--- SET EXERCISE ---
Will you restate verbatim the lines running from the line with "Where can you see the number" to the end of the data, leaving out everything else?

--- START SUPPLIED MATERIAL ---

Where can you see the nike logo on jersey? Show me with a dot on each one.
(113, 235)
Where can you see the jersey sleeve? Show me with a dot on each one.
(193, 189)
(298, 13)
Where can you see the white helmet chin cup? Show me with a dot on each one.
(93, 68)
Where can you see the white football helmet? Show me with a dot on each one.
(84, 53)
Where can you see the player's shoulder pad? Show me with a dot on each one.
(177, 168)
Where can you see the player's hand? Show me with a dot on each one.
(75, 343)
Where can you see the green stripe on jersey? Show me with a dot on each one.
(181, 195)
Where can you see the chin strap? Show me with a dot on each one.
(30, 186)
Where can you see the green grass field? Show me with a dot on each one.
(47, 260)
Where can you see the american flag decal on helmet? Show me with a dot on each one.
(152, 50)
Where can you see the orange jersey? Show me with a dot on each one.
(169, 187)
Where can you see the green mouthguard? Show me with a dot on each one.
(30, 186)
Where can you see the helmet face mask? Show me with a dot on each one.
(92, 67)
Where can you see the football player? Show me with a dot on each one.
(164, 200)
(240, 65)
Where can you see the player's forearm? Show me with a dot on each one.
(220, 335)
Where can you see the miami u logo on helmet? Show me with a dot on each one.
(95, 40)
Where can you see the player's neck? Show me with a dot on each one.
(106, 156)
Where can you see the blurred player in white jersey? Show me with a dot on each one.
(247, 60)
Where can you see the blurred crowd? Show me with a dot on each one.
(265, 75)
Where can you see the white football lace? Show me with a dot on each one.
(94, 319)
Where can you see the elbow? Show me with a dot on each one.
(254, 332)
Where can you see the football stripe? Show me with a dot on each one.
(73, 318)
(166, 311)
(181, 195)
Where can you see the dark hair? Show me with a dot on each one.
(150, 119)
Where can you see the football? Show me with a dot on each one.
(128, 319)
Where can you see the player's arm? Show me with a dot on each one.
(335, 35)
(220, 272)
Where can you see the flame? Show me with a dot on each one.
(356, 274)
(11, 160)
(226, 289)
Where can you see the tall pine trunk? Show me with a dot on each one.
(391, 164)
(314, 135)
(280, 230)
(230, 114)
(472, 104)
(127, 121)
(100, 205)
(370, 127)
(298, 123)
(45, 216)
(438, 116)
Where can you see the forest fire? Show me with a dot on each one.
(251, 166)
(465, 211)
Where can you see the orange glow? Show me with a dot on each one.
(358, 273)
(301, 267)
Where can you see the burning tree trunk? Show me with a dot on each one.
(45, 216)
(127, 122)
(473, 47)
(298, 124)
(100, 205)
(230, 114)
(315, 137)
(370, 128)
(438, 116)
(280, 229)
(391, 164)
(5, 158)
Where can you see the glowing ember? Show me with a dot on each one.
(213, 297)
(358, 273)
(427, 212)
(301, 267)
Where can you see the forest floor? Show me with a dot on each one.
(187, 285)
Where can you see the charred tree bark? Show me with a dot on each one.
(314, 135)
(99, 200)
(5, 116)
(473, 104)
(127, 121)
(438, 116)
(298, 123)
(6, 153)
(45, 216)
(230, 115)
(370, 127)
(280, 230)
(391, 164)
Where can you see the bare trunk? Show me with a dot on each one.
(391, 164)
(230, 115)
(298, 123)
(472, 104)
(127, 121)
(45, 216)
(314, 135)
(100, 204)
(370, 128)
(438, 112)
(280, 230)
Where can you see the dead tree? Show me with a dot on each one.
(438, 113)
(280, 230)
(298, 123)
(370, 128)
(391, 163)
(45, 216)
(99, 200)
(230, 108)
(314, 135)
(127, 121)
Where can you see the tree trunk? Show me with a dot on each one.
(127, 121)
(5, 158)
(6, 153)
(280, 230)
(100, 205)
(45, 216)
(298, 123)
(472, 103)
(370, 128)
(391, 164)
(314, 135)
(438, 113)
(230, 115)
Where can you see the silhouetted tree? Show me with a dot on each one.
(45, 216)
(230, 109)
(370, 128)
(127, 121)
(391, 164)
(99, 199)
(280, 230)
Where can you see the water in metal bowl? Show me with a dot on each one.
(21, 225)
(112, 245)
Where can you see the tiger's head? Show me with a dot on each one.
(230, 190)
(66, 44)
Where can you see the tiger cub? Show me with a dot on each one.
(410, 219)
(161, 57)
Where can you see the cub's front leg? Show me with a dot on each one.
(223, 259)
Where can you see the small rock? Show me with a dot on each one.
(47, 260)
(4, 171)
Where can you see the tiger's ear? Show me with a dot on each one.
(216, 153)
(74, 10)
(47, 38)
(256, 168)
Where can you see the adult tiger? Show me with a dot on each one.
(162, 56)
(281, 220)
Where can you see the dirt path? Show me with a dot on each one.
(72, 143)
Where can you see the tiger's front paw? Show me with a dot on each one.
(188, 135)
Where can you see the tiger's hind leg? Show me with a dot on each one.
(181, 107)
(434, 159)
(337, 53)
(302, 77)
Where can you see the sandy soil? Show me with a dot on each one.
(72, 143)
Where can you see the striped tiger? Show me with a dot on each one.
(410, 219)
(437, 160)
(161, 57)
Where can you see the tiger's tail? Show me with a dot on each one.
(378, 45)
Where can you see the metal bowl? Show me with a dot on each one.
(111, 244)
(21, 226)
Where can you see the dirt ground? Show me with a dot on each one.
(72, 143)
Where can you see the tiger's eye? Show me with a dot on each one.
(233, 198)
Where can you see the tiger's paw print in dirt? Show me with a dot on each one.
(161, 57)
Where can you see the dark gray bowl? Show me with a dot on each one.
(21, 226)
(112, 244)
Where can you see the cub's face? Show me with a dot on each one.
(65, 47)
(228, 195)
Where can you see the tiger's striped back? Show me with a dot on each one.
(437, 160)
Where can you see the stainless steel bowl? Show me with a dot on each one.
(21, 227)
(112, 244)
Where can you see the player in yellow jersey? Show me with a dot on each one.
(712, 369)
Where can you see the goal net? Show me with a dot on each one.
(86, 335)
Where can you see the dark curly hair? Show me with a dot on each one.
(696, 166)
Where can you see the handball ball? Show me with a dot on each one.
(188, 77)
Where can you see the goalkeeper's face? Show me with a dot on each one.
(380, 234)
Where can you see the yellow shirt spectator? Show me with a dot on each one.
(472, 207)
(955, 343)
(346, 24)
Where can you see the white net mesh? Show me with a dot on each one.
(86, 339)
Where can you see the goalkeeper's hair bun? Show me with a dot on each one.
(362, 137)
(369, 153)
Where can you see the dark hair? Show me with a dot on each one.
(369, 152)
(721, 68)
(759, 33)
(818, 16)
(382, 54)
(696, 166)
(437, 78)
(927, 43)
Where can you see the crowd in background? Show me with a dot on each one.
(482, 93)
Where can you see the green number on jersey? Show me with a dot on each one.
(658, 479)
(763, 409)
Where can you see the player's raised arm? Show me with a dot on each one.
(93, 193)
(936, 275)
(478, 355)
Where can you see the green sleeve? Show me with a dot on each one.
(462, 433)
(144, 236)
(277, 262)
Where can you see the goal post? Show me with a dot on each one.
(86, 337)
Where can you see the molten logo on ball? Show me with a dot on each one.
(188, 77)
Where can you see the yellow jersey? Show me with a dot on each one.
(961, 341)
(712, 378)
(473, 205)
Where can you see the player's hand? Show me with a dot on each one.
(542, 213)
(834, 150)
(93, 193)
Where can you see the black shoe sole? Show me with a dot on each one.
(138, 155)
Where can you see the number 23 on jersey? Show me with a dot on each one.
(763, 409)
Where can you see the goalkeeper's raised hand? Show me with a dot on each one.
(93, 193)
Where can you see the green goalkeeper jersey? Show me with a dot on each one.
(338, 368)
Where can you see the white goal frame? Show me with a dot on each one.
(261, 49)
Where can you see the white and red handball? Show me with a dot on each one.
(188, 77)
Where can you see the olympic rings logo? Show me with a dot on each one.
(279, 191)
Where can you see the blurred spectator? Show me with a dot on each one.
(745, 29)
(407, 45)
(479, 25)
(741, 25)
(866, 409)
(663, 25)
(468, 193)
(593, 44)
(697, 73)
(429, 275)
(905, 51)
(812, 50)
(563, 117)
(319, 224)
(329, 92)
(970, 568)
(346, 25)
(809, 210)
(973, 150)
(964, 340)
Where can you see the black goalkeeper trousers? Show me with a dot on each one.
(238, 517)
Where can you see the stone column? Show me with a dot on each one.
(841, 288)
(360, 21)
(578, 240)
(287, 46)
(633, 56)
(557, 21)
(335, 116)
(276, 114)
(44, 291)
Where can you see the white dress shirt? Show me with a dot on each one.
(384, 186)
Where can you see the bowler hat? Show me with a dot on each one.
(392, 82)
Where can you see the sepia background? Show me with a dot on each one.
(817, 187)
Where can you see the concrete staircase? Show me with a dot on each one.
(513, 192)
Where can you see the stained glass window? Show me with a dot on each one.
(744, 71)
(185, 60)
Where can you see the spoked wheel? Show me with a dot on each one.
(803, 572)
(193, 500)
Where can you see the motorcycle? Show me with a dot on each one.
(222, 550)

--- END SUPPLIED MATERIAL ---

--- SOLUTION BELOW ---
Where can you see the number 23 on jersey? Show me with a dot on each one.
(763, 409)
Where can you see the goalkeeper's raised hand? Show me with a dot on each one.
(93, 193)
Where can you see the green goalkeeper jersey? Show me with a dot on each one.
(338, 368)
Where can you see the white goal frame? Show me with a dot on each one.
(261, 49)
Where can you see the white and red handball? Show me with a dot on each one.
(188, 77)
Where can you see the olympic rings logo? Show me with a dot on each one.
(279, 191)
Where can you see the blurred spectator? Show me with a dot on each one.
(745, 29)
(407, 45)
(479, 25)
(741, 25)
(866, 409)
(663, 25)
(468, 193)
(593, 44)
(697, 73)
(429, 275)
(905, 51)
(812, 50)
(563, 117)
(319, 224)
(329, 92)
(970, 568)
(346, 25)
(809, 210)
(973, 150)
(964, 340)
Where can you see the black goalkeeper trousers? Show me with a dot on each one.
(238, 517)
Where can you see the stone column? Show me with a dot on each one.
(841, 288)
(360, 21)
(578, 240)
(287, 46)
(633, 56)
(557, 21)
(335, 116)
(276, 114)
(44, 291)
Where can you see the white dress shirt? Show me with a dot on each one.
(384, 186)
Where can you see the bowler hat? Show me with a dot on each one.
(392, 82)
Where can you see the sepia background? Show me with a dot on each one.
(817, 187)
Where can you see the concrete staircase? Show me with a dot on each one.
(513, 192)
Where can you see the stained glass window? Show me with a dot on each one.
(744, 71)
(185, 60)
Where can you see the spoked wheel? Show me with a dot on each one.
(803, 572)
(193, 500)
Where can you see the motorcycle? Show me with a dot on each one.
(222, 550)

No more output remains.